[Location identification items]
— START —
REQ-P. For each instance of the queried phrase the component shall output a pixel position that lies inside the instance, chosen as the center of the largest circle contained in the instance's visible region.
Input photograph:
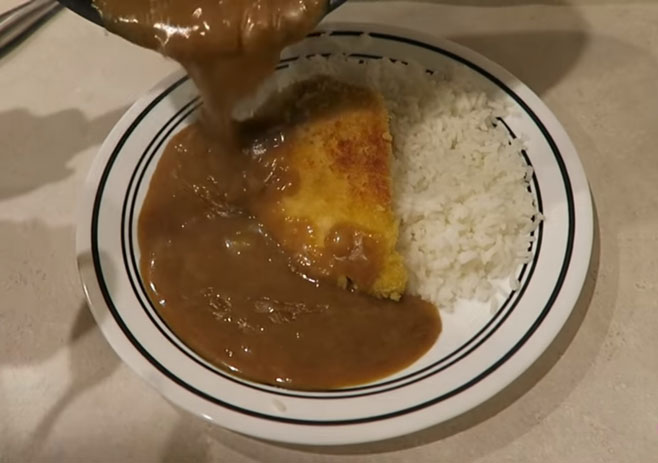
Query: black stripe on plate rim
(469, 384)
(133, 272)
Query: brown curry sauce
(214, 273)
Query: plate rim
(574, 167)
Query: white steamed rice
(460, 186)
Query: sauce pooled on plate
(234, 259)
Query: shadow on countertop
(36, 149)
(42, 314)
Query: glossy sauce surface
(214, 272)
(226, 288)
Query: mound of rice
(460, 186)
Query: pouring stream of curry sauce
(244, 282)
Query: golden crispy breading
(338, 223)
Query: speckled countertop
(593, 397)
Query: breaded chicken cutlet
(338, 222)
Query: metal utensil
(18, 21)
(85, 8)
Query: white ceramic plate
(476, 355)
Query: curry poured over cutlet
(338, 223)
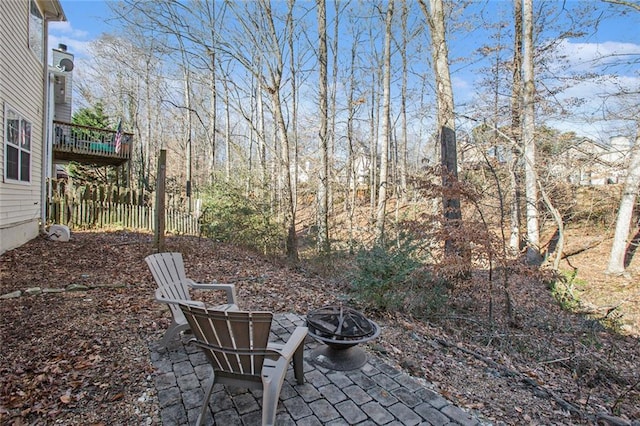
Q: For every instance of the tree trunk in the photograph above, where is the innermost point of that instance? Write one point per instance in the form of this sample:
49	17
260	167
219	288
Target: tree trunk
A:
625	212
516	111
528	136
385	134
323	193
446	119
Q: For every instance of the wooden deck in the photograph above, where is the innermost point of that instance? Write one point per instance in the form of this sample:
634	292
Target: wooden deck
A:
84	144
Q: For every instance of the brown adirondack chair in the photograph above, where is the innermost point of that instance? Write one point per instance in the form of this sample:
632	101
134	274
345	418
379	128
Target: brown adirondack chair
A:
237	346
173	288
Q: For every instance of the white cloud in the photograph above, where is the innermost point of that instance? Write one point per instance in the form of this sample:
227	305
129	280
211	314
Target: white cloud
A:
66	29
587	56
76	40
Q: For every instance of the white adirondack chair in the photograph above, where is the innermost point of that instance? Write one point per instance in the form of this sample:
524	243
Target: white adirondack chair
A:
173	288
237	346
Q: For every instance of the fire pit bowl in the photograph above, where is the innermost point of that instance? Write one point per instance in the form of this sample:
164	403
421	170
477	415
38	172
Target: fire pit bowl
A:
341	329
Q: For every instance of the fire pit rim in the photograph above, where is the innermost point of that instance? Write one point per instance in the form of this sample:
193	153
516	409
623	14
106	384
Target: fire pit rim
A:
344	342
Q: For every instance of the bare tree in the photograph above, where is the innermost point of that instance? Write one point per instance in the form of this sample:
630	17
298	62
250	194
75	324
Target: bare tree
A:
385	133
528	137
435	16
625	211
323	178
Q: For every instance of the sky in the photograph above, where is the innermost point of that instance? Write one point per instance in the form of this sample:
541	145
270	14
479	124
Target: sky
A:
86	22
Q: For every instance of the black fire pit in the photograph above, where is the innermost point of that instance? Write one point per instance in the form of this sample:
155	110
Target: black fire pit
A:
341	329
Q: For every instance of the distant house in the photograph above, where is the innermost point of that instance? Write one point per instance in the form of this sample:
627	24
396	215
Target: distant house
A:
24	120
592	163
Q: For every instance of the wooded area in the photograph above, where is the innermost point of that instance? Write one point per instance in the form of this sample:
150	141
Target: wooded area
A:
298	102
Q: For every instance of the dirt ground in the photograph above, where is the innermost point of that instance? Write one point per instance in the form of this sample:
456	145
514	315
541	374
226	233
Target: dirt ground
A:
81	356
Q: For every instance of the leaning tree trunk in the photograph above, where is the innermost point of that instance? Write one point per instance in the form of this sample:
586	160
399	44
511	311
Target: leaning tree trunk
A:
528	131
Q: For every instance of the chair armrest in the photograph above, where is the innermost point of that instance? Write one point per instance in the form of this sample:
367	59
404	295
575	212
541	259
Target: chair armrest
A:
160	298
294	341
230	289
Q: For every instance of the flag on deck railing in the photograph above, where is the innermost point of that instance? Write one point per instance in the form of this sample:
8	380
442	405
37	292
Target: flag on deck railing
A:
119	137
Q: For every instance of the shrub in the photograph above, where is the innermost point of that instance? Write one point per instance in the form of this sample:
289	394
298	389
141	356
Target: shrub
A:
392	277
229	216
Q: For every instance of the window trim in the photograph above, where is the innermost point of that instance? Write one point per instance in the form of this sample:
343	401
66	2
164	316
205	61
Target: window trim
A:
22	123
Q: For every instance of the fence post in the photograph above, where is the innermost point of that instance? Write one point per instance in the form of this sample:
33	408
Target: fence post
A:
160	195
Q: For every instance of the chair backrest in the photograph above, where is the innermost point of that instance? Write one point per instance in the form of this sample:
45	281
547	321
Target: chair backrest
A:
168	272
234	341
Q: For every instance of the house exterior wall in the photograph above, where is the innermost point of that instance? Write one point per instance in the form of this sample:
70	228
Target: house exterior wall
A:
22	88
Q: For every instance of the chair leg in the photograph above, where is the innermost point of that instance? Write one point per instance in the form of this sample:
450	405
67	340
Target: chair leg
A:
173	329
298	363
270	396
205	402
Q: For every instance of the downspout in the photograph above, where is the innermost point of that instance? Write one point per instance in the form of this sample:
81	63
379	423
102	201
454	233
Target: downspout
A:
47	121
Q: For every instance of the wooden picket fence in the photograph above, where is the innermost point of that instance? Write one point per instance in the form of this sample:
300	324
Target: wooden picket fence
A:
98	206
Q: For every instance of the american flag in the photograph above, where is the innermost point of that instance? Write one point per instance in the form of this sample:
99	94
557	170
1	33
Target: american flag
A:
119	137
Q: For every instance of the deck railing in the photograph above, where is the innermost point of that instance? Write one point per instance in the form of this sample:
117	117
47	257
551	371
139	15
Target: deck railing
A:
77	140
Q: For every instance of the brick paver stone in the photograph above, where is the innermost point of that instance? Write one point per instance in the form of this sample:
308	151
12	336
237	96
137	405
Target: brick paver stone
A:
245	403
376	394
324	410
332	393
405	414
409	398
297	407
377	412
169	396
383	396
188	382
459	415
357	394
431	414
165	380
351	412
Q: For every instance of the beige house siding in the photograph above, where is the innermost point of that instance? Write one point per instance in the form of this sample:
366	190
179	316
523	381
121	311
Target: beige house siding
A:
22	89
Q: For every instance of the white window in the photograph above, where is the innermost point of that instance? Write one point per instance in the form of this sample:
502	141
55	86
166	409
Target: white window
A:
17	147
36	31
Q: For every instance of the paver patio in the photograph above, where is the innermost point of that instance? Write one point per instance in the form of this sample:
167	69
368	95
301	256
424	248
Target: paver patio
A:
376	394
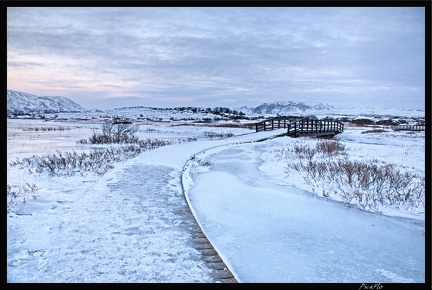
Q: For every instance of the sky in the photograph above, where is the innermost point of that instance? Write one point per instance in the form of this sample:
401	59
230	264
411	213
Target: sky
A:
106	57
129	225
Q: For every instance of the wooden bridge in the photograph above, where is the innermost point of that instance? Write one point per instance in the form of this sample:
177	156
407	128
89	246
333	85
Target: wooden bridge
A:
297	127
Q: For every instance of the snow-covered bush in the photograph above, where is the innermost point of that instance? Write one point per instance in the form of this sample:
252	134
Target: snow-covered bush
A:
369	184
20	193
113	132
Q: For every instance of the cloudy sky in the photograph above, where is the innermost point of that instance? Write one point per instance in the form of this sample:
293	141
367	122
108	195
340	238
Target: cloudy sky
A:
190	56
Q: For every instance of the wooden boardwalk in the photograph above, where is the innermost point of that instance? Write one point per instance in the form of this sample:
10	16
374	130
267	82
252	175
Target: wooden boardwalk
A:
297	127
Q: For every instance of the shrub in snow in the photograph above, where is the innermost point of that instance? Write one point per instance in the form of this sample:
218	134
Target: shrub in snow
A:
20	193
368	184
113	132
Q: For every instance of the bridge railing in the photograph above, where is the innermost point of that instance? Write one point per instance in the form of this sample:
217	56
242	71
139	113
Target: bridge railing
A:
274	123
409	127
300	127
314	127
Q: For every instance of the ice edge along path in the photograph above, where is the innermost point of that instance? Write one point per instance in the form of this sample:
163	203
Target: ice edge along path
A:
187	182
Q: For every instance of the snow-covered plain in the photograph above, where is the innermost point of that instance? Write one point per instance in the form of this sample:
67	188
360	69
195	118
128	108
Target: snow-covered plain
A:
131	225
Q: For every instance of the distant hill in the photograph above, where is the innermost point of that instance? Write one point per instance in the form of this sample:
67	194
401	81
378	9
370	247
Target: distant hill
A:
288	107
25	103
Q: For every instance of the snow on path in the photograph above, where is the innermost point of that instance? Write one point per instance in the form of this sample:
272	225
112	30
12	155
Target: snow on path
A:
296	236
133	225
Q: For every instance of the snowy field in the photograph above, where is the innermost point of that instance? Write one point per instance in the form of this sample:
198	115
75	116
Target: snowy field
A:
268	223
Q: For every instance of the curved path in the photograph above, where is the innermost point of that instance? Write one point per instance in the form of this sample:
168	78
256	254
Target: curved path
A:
132	225
296	236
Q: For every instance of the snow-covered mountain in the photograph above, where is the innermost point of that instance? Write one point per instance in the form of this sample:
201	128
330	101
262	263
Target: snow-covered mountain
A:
288	107
25	103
— END —
Given task ::
Print exactly the lines from the one with "Q: For every instance of the ice" through the end of the data, inclusive.

Answer to the exercise ::
Q: For every instance of the ice edge along path in the photograph above, where is the innermost point of that instance? Write one point per instance in the form of this sample:
163	203
Target: ice edge along path
A:
187	182
Q: For every instance of the snow-covered plain in the photograph above, where is the innermost point of that instance? Write one point per instance in the form of this sample:
67	188
360	69
195	118
128	108
Target: snow-covered plain
A:
131	225
Q: For every instance of the distant hill in the photograph above, where is the innermost point of that instance? Write one point per instance in the form of this sample:
67	194
401	81
378	9
370	247
Target: distant hill
A:
288	107
25	103
Q: For every instance of the snow on path in the photograph above, where is the innermost point of that instance? Write one point per instance in the form of this sample:
272	225
112	30
12	155
Target: snow on path
A:
296	236
133	225
Q: For every instance of the snowy field in the photograph above, where is the innermost point of that instance? Write one point per instance in the form of this sample:
198	115
75	116
Target: snowy field
A:
268	223
Q: For every instance of the curved path in the photograph above, where is the innermost point of that instance? Write one point per instance in the form of this sample:
168	78
256	254
Target: curved path
A:
132	225
296	236
Q: For every instance of the snow-covered mountain in the photograph above, where is the innermost point of that instance? Write one point per instance in the form of this sample:
201	128
330	101
262	263
Target: snow-covered mountain
A:
288	107
25	103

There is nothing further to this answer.